===== Entries supplied

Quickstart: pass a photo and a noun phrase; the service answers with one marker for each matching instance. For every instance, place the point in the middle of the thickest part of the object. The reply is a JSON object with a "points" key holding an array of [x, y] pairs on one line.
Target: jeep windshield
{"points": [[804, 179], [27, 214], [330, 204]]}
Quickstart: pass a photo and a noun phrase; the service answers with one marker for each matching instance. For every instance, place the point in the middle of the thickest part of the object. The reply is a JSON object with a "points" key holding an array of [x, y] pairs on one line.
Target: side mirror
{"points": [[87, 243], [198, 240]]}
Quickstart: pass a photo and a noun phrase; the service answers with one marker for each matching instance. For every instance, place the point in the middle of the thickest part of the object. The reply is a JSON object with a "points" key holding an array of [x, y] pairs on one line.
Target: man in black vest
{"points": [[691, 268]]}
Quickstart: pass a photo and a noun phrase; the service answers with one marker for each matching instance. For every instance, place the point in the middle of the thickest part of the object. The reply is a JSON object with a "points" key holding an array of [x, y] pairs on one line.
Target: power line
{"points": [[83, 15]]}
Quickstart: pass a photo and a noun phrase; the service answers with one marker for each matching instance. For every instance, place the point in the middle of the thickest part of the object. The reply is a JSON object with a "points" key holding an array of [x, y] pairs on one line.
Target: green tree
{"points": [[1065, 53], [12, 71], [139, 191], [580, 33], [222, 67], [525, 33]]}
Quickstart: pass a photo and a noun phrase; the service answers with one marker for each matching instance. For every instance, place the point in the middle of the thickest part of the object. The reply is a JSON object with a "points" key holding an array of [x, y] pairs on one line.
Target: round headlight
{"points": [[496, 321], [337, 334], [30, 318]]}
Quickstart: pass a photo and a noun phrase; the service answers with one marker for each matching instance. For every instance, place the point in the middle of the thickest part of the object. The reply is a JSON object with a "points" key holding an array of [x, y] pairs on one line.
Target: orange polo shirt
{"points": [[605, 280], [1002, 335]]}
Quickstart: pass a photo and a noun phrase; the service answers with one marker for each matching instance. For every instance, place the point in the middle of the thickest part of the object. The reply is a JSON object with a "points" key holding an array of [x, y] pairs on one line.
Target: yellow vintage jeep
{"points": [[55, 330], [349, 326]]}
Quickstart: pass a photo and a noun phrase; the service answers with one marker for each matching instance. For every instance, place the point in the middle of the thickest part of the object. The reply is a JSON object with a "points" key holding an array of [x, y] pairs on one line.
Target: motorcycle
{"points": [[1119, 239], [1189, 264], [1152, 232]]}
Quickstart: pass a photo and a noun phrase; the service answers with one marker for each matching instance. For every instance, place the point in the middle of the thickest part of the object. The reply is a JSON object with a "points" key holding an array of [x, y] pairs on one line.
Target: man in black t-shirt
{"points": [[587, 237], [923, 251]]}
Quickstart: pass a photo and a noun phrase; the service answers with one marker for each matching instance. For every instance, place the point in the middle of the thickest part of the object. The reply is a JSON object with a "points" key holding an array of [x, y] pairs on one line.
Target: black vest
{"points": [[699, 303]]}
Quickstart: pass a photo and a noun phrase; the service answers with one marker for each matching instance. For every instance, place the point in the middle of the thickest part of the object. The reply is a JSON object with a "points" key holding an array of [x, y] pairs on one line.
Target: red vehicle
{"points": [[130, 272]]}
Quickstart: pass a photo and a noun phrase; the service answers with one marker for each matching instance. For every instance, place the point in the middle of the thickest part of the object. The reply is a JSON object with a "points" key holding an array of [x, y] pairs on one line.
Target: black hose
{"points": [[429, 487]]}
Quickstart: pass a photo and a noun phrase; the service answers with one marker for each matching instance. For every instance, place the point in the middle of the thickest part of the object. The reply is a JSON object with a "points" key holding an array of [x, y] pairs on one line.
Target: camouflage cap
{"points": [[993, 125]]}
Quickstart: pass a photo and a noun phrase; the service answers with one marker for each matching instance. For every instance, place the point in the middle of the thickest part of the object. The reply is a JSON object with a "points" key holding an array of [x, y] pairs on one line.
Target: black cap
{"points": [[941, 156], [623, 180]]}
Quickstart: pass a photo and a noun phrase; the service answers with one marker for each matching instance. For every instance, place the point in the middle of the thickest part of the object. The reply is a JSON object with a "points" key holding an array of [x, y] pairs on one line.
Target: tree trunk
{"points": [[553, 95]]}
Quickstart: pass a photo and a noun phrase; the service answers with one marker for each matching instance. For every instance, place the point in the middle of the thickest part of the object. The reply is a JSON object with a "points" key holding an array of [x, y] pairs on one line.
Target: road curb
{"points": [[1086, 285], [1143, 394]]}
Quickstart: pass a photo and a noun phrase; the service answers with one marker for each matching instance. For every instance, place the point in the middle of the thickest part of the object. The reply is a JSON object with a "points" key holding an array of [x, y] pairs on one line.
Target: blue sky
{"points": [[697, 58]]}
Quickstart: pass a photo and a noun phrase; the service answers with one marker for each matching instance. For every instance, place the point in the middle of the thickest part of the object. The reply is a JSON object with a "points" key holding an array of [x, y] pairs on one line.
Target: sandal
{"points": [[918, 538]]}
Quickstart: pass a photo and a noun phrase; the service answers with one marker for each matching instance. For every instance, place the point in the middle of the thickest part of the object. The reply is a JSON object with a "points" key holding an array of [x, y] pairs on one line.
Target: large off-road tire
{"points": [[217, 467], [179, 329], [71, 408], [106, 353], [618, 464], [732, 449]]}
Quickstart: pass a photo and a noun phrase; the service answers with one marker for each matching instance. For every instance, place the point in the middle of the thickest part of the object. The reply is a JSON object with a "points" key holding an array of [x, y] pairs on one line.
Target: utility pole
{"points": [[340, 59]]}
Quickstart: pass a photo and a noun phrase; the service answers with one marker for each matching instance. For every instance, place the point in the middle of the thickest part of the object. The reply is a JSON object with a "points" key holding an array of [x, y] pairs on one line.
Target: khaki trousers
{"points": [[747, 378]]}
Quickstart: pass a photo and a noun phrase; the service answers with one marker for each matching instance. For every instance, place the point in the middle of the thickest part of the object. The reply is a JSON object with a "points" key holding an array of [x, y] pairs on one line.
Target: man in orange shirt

==========

▶ Problem to solve
Reproduce the lines above word for word, from the first line up to and including the line with "Target: jeep windshield".

▶ Response to this exercise
Quickstart: pass a photo and a noun phrase; the service answers with one marker for each matching instance. For every instance, place the point in the middle of the thickest part of the object. The reply is a JSON object with a "points" key holding an array of [x, y] pairs on one line.
Target: jeep windshield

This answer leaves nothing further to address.